* REQUIRED ACTIONS
A – In the legal commentary, who is the nonparty attorney for the plaintiffs in Diamond v Diamante?
B – Repeat word for word the part of the legal commentary that starts with the words containing "This is similar" and ends with "AD3d at 418).".

* TEXT SEGMENT
****
A few things are noteworthy here. First, it seems that Defendant should have probably moved on notice to vacate the default as opposed to attempting to vacate the default through appealing the order that resulted from the hearing. Second, it seems that the Fourth Department really has taken, at least in this case, a really tough line on parties who are not ready on motion return dates.
This is similar to the cases where a peer doctor fails to review sufficient documentation before arriving at an opinion.
“Lack of Foundation to form an expert opinion”
Luu v Paskowski
2008 NY Slip Op 10135 (2d Dept. 2008)
The pertinent portion of this case is as follows:
“[Plaintiff’s expert] Zola did not refer to any part of the hospital records, and did not state when the blood loss occurred or how it caused the small bowel obstruction and hematoma. Zola made no reference to any of the hospital records in his affidavit, and did not state that he had reviewed the pleadings and depositions. Zola’s affidavit was conclusory and lacked a foundation (see Thompson v Orner, 36 AD3d at 792; Furey v Kraft, 27 AD3d at 418).
Procedural – default viz a vi failure to obtain an adjournment on the record
Diamond v Diamante
2008 NY Slip Op 10117 (2d Dept. 2008)
“plaintiffs and their attorney, nonparty James D. Reddy, appeal from a judgmentwhich, inter alia, upon the denial of the plaintiffs’ application for an adjournment, is in favor of the defendants and against the plaintiff, dismissing the complaint, and against the nonparty James D. Reddy awarding costs and imposing sanctions.”
“Where, as here, the order appealed from was made upon the plaintiffs’ default, “review is limited to matters which were the subject of contest below” (Matter of Constance P. v Avraam G., 27 AD3d 754, 755 [internal quotations marks omitted]; see James v Powell, 19 NY2d 249, 256 n 3; Wexler v Wexler, 34 AD3d 458, 459; Brown v Data Communications, 236 AD2d 499). [*2]Accordingly, in this case, review is limited to the denial of the plaintiffs’ request for an adjournment, on the appeal by the plaintiffs, and the award of costs and imposition of sanctions against nonparty James D. Reddy, on the appeal by the nonparty (see Matter of Paulino v Camacho, 36 AD3d 821, 822; Tun v Aw, 10 AD3d 651, 652).
Turning to the merits, “[t]he granting of an adjournment for any purpose is a matter resting within the sound discretion of the trial court” (Matter of Anthony M., 63 NY2d 270, 283; see Matter of Steven B., 6 NY3d 888, 889; Matter of Sicurella v Embro, 31 AD3d 651, lv denied 7 NY3d 717), and its determination will not be disturbed absent an improvident exercise of that discretion (see Davidson v Davidson, 54 AD3d 988). “In making such a determination, the court must undertake a balanced consideration of all relevant factors” (Matter of Sicurella v Embro, 31 AD3d at 651), including “the merit or lack of merit of the action, extent of the delay,” the number of adjournments granted, the “lack of intent to deliberately default or abandon the action” and the length of the pendency of the proceeding (Belsky v Lowell, 117 AD2d 575, 576; see Matter of Claburn v Claburn, 128 AD2d 937, 938).”
****
* SOURCE INFORMATION
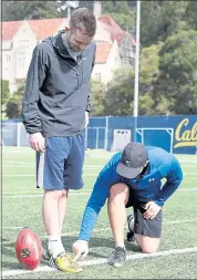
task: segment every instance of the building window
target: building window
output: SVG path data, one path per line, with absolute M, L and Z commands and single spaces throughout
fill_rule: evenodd
M 7 54 L 7 56 L 6 56 L 7 59 L 7 62 L 10 62 L 10 54 Z
M 95 73 L 96 81 L 101 82 L 101 73 Z
M 22 50 L 17 54 L 18 68 L 23 69 L 25 62 L 25 52 Z
M 20 44 L 20 48 L 23 49 L 23 50 L 29 48 L 29 41 L 28 40 L 20 40 L 19 44 Z

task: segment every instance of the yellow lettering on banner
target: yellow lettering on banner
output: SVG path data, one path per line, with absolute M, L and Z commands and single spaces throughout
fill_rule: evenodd
M 191 129 L 186 129 L 183 132 L 185 128 L 184 126 L 187 126 L 189 124 L 188 118 L 184 118 L 177 126 L 176 132 L 175 132 L 175 139 L 179 143 L 174 145 L 174 148 L 177 147 L 191 147 L 197 145 L 197 122 L 194 124 Z

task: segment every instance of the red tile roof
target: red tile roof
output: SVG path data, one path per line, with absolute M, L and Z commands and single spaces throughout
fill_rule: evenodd
M 113 18 L 111 18 L 110 15 L 101 15 L 98 18 L 98 21 L 101 21 L 102 23 L 105 24 L 105 29 L 106 31 L 108 31 L 111 33 L 111 39 L 114 41 L 116 40 L 117 43 L 121 43 L 121 41 L 123 40 L 123 38 L 126 34 L 129 34 L 126 31 L 123 31 L 122 28 L 113 20 Z M 135 40 L 133 39 L 132 34 L 131 35 L 131 41 L 133 45 L 136 45 Z
M 105 63 L 111 49 L 111 44 L 96 44 L 95 63 Z
M 11 40 L 17 33 L 23 21 L 4 21 L 2 22 L 2 40 Z
M 27 20 L 31 29 L 35 32 L 38 40 L 42 40 L 49 35 L 55 33 L 62 23 L 64 18 L 60 19 L 43 19 L 43 20 Z M 112 40 L 116 40 L 121 43 L 124 35 L 127 33 L 121 29 L 121 27 L 110 15 L 101 15 L 98 21 L 104 23 L 105 30 L 111 33 Z M 2 22 L 2 40 L 11 40 L 17 33 L 23 21 L 7 21 Z M 128 33 L 129 34 L 129 33 Z M 136 44 L 135 40 L 131 35 L 132 44 Z
M 29 20 L 28 23 L 37 34 L 38 40 L 42 40 L 56 33 L 63 20 L 65 19 Z
M 44 20 L 27 20 L 37 39 L 41 40 L 55 33 L 65 19 L 44 19 Z M 2 22 L 2 40 L 11 40 L 22 25 L 23 21 L 6 21 Z

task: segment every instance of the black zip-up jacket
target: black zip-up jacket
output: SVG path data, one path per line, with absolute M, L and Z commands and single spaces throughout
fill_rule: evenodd
M 91 42 L 76 62 L 63 44 L 62 32 L 33 51 L 22 104 L 22 121 L 29 134 L 76 135 L 84 129 L 85 111 L 91 111 L 96 45 Z

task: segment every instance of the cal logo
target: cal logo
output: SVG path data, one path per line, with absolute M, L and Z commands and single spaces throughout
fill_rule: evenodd
M 193 125 L 191 129 L 186 129 L 189 124 L 188 118 L 184 118 L 175 131 L 175 139 L 177 143 L 174 148 L 178 147 L 195 147 L 197 145 L 197 122 Z

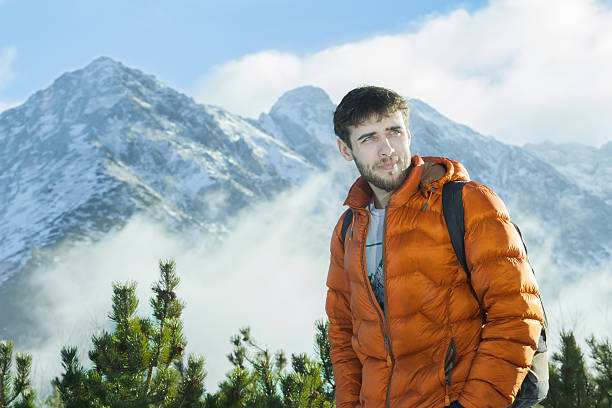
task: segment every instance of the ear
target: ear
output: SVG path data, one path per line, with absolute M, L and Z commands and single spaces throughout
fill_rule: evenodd
M 338 150 L 340 150 L 340 154 L 345 160 L 353 160 L 353 152 L 351 151 L 351 148 L 348 147 L 346 142 L 340 138 L 338 138 Z

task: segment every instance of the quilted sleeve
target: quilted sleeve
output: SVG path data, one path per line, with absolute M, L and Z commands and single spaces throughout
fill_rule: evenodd
M 344 273 L 344 246 L 340 239 L 342 220 L 343 217 L 338 221 L 332 234 L 325 311 L 329 318 L 330 356 L 336 383 L 336 406 L 354 408 L 359 406 L 361 362 L 351 345 L 353 323 L 349 285 Z
M 501 199 L 488 187 L 469 182 L 463 206 L 466 259 L 485 322 L 459 403 L 507 407 L 537 349 L 544 322 L 539 289 Z

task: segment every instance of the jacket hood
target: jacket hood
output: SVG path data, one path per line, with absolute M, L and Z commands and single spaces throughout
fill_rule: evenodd
M 421 177 L 425 170 L 426 163 L 440 164 L 446 168 L 446 173 L 442 178 L 421 186 Z M 445 157 L 421 157 L 418 155 L 412 156 L 410 162 L 410 172 L 404 183 L 391 195 L 389 207 L 401 207 L 414 195 L 419 188 L 423 191 L 434 189 L 434 192 L 442 193 L 442 186 L 449 181 L 470 181 L 470 176 L 459 162 L 456 162 Z M 344 205 L 354 208 L 365 208 L 372 201 L 372 189 L 368 182 L 359 177 L 351 186 L 348 196 L 344 201 Z

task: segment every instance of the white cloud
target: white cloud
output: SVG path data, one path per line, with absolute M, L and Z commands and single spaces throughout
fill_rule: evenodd
M 344 198 L 336 192 L 344 194 L 348 188 L 333 183 L 350 183 L 355 173 L 352 164 L 338 162 L 340 173 L 314 177 L 243 211 L 221 247 L 206 242 L 194 246 L 148 219 L 135 218 L 97 244 L 55 251 L 55 265 L 33 274 L 34 285 L 44 292 L 32 295 L 36 331 L 51 337 L 35 339 L 35 345 L 16 344 L 34 356 L 38 391 L 48 392 L 49 380 L 60 373 L 62 346 L 78 345 L 81 362 L 88 362 L 91 335 L 109 325 L 112 281 L 138 282 L 140 313 L 148 314 L 160 258 L 176 260 L 181 278 L 177 294 L 186 302 L 187 352 L 205 358 L 208 391 L 215 391 L 230 369 L 229 337 L 240 327 L 251 326 L 253 336 L 271 350 L 312 353 L 314 322 L 324 316 L 331 228 Z M 530 247 L 530 254 L 551 322 L 553 349 L 564 327 L 575 328 L 578 339 L 591 333 L 598 338 L 612 335 L 612 265 L 583 268 L 570 274 L 574 282 L 560 283 L 550 241 L 558 234 L 546 231 L 533 217 L 517 219 L 525 234 L 545 241 L 542 247 Z
M 507 143 L 612 139 L 612 11 L 596 0 L 493 0 L 426 19 L 415 32 L 296 56 L 275 51 L 216 67 L 196 98 L 246 116 L 286 90 L 325 89 L 339 102 L 387 86 Z
M 342 211 L 340 197 L 321 204 L 332 182 L 328 175 L 313 178 L 243 212 L 220 248 L 196 247 L 135 218 L 97 244 L 54 251 L 56 264 L 33 274 L 33 285 L 44 288 L 36 296 L 36 331 L 51 337 L 16 345 L 33 354 L 35 386 L 49 391 L 64 345 L 78 345 L 81 362 L 89 361 L 91 335 L 109 325 L 112 281 L 138 282 L 141 314 L 148 313 L 157 262 L 168 257 L 176 260 L 177 294 L 186 302 L 187 352 L 204 356 L 209 391 L 229 371 L 229 338 L 241 327 L 251 326 L 271 350 L 312 354 L 314 323 L 325 314 L 331 228 Z

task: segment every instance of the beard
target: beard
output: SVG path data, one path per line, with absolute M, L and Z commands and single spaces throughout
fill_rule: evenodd
M 398 158 L 397 166 L 402 170 L 393 176 L 384 178 L 376 175 L 374 169 L 380 165 L 394 161 L 392 158 L 379 160 L 374 164 L 374 166 L 363 164 L 354 156 L 353 159 L 357 165 L 357 170 L 359 170 L 359 173 L 365 179 L 365 181 L 387 192 L 397 190 L 404 183 L 406 177 L 408 177 L 408 173 L 410 173 L 410 161 L 407 162 L 407 160 L 401 157 Z

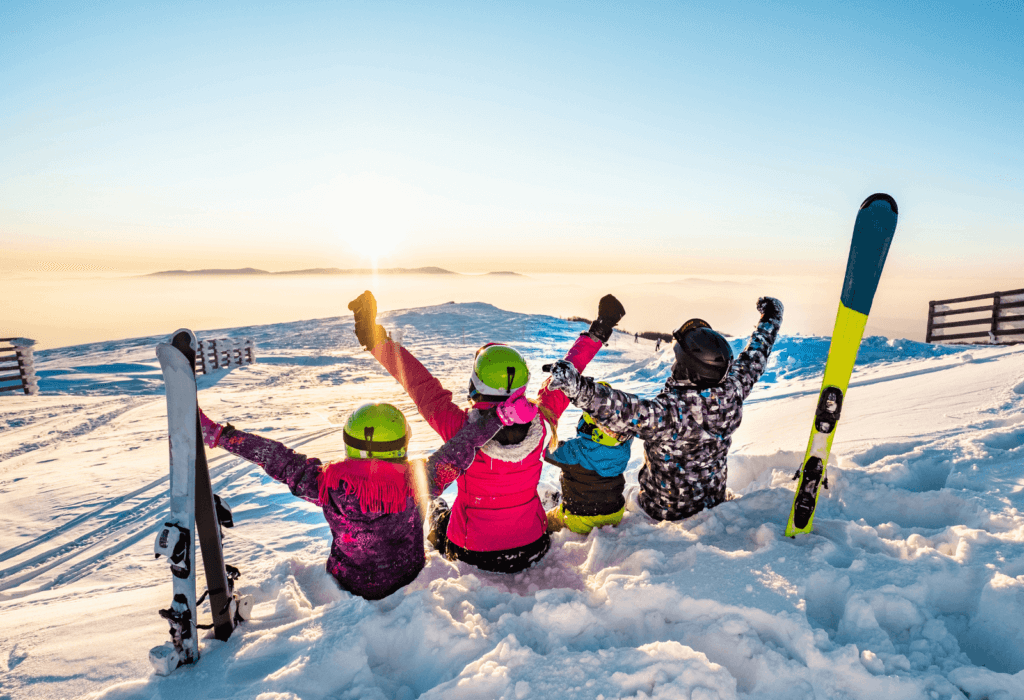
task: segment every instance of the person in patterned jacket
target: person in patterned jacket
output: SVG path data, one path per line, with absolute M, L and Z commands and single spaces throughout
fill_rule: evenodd
M 672 376 L 654 398 L 602 386 L 564 360 L 551 367 L 549 388 L 599 425 L 644 441 L 639 502 L 655 520 L 681 520 L 725 500 L 732 434 L 782 322 L 777 299 L 762 297 L 757 308 L 761 320 L 735 361 L 725 338 L 699 318 L 676 331 Z

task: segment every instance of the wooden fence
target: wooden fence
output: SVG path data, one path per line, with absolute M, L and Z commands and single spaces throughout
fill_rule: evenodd
M 988 301 L 990 303 L 984 303 Z M 971 317 L 947 320 L 955 316 Z M 949 341 L 999 345 L 1024 343 L 1024 290 L 928 302 L 925 342 Z
M 32 357 L 35 344 L 36 341 L 28 338 L 0 338 L 0 394 L 8 391 L 39 393 Z
M 256 343 L 252 338 L 207 338 L 199 342 L 196 370 L 208 375 L 255 361 Z

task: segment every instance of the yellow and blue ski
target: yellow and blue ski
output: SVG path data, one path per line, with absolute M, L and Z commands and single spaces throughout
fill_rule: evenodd
M 874 300 L 874 291 L 886 264 L 889 245 L 896 232 L 898 213 L 896 201 L 882 193 L 871 194 L 864 200 L 857 213 L 850 257 L 846 263 L 843 294 L 840 297 L 839 313 L 836 315 L 836 329 L 828 346 L 825 375 L 821 380 L 821 392 L 814 411 L 814 425 L 807 441 L 804 463 L 794 477 L 798 480 L 797 493 L 790 510 L 790 522 L 785 526 L 785 534 L 790 537 L 811 531 L 818 493 L 822 485 L 828 487 L 825 476 L 828 453 L 831 451 L 836 426 L 839 424 L 846 390 L 853 374 L 853 363 L 864 336 L 867 314 Z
****
* EXERCISE RESPONSES
A – James D. Reddy

B –
This is similar to the cases where a peer doctor fails to review sufficient documentation before arriving at an opinion.
“Lack of Foundation to form an expert opinion”
Luu v Paskowski
2008 NY Slip Op 10135 (2d Dept. 2008)
The pertinent portion of this case is as follows:
“[Plaintiff’s expert] Zola did not refer to any part of the hospital records, and did not state when the blood loss occurred or how it caused the small bowel obstruction and hematoma. Zola made no reference to any of the hospital records in his affidavit, and did not state that he had reviewed the pleadings and depositions. Zola’s affidavit was conclusory and lacked a foundation (see Thompson v Orner, 36 AD3d at 792; Furey v Kraft, 27 AD3d at 418).